⟨

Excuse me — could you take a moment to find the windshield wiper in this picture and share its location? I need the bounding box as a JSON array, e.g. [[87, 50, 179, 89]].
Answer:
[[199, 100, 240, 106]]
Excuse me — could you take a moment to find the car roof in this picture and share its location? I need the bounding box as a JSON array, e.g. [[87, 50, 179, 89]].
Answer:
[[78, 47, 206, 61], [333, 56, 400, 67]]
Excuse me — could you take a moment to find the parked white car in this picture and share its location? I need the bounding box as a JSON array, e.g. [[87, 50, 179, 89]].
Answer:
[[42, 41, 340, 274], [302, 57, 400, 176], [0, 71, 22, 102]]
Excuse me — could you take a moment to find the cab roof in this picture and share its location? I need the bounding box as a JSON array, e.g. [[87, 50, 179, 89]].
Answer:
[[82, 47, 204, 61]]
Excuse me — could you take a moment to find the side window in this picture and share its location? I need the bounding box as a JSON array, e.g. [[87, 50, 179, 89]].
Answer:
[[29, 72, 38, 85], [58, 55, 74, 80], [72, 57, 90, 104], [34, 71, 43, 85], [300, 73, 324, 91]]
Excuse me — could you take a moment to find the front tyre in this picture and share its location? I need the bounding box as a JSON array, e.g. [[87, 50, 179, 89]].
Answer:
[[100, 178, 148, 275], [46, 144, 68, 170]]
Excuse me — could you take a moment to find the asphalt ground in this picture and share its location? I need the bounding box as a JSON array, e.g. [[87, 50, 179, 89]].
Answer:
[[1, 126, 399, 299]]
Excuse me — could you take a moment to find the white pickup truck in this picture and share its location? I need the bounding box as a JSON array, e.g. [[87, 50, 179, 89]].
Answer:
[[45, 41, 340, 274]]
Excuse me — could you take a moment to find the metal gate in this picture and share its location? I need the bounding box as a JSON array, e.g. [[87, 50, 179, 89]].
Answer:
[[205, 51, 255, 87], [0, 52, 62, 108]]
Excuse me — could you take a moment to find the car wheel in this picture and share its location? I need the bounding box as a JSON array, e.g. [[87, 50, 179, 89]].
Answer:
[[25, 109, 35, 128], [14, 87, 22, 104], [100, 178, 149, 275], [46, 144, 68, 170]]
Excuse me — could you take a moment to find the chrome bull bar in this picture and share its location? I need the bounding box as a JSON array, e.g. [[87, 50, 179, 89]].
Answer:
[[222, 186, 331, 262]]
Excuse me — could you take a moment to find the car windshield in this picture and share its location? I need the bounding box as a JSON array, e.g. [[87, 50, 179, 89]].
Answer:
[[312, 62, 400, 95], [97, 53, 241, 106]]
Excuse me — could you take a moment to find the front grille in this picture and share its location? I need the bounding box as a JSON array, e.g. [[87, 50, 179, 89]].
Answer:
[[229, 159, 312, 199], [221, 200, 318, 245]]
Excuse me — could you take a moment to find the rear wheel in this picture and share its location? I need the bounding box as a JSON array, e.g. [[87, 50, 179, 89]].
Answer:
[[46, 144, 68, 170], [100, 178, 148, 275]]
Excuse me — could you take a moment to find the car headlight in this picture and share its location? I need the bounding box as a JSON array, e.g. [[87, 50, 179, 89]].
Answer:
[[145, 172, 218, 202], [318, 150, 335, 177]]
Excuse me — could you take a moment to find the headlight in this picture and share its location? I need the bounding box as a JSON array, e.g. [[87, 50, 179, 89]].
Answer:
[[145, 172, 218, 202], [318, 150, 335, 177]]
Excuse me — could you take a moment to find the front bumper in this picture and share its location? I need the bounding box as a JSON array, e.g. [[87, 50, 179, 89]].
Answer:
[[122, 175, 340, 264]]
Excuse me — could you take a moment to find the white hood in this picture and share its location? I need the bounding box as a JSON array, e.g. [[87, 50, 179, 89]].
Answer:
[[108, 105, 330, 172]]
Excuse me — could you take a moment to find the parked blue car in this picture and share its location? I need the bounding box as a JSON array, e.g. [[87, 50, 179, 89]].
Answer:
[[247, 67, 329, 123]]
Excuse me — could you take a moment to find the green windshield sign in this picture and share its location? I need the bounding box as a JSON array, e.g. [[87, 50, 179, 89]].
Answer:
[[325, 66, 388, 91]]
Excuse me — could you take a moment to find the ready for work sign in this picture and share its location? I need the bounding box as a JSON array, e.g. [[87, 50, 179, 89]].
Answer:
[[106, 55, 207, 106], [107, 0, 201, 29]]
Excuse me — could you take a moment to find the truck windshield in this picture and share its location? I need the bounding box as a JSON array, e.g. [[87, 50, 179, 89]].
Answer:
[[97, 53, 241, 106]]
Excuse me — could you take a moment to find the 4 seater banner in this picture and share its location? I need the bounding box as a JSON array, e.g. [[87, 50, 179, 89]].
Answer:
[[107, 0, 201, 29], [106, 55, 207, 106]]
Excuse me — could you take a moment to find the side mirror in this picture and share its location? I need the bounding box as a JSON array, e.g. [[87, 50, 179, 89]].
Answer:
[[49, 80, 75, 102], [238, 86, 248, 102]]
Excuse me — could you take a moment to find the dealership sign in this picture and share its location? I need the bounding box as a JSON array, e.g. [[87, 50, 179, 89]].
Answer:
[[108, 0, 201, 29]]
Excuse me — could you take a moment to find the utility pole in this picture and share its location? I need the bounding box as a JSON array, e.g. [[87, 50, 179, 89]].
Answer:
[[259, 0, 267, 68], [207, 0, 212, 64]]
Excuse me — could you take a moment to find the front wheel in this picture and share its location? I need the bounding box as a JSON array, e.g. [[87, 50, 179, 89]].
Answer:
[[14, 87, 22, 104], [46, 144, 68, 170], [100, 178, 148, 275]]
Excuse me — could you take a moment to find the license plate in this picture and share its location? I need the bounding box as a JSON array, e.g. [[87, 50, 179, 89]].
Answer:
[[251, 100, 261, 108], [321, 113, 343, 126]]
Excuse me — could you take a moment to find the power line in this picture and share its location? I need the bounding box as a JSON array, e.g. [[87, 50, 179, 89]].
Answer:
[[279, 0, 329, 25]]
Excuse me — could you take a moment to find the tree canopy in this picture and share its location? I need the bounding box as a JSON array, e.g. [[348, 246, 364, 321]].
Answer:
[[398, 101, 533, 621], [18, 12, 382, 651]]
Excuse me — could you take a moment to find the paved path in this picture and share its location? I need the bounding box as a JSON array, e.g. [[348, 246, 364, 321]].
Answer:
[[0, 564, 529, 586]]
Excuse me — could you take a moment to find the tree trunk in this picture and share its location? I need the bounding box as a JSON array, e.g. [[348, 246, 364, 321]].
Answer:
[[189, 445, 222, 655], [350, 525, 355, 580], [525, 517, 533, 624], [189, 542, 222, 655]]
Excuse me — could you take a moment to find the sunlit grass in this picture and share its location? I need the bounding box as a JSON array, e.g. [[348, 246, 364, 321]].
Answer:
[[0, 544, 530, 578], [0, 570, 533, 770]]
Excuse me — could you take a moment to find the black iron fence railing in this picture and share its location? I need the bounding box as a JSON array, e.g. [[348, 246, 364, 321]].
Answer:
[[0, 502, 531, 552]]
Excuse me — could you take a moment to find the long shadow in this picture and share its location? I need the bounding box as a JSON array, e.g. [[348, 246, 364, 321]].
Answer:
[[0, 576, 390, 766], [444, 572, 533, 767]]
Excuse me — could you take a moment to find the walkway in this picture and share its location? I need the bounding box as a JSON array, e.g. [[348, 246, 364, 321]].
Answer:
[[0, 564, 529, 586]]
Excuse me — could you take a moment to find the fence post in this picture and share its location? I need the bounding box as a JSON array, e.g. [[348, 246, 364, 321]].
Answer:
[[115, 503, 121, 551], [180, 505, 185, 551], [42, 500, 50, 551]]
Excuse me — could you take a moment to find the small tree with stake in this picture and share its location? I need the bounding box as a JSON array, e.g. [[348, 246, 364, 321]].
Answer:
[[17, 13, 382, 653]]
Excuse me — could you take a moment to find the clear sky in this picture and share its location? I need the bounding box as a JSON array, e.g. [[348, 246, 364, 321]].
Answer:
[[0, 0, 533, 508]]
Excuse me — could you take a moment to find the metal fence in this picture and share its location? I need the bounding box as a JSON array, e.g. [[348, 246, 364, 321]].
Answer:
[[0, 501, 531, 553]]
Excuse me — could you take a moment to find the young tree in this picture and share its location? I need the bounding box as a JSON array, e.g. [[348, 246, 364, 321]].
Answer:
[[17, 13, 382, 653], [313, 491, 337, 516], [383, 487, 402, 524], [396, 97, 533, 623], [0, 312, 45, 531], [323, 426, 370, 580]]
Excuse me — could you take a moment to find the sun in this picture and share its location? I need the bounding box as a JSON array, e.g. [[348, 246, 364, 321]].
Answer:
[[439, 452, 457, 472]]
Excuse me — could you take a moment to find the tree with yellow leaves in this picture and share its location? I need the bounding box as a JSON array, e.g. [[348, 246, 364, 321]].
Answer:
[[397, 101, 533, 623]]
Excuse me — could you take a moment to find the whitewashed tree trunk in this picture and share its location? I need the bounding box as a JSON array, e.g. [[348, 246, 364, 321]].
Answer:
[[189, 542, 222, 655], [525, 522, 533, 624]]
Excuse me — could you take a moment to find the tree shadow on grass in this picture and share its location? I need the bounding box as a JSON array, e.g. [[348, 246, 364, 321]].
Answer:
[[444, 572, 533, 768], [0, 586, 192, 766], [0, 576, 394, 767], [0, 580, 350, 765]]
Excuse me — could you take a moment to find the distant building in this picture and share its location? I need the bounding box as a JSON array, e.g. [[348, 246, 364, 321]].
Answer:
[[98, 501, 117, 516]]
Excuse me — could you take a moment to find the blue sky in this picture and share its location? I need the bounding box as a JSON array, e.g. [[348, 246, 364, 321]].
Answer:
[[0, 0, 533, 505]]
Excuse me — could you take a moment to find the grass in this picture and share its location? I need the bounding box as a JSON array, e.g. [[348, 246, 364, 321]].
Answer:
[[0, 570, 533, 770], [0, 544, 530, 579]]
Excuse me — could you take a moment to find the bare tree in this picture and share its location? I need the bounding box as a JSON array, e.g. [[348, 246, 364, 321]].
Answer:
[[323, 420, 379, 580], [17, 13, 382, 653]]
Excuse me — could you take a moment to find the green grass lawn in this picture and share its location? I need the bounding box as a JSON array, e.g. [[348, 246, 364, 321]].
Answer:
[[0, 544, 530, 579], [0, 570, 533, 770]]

⟩

### TASK PROMPT
In the material above, turn everything from the line containing "the metal gate" down to the line containing "[[312, 62, 400, 95], [97, 53, 241, 106]]", both included, into a numbered list with blank lines left out.

### RESPONSE
1. Excuse me — could you take a moment to find the metal gate in this picture and share its location? I need the bounding box as a JSON array, e.g. [[87, 50, 179, 89]].
2. Answer:
3. [[205, 51, 255, 87], [0, 52, 62, 108]]
4. Excuse me — could you take a moment to find the car wheel in this picture and share its location? I need the bounding box as a JSON array, e.g. [[87, 50, 179, 89]].
5. Answer:
6. [[25, 109, 35, 128], [14, 87, 22, 104], [100, 178, 149, 275], [46, 144, 68, 170]]
7. Excuse me — could you take a moment to find the chrome bull bar in this picture and share its location? I need the bounding box as a JSON array, e.g. [[87, 50, 179, 89]].
8. Answer:
9. [[222, 186, 331, 262]]
10. Excuse me — could you take a moment to find the car windshield in this picture and share its location? I need the bounding box as a JSON array, e.g. [[87, 50, 179, 89]].
11. Answer:
12. [[312, 62, 400, 95], [97, 53, 241, 106]]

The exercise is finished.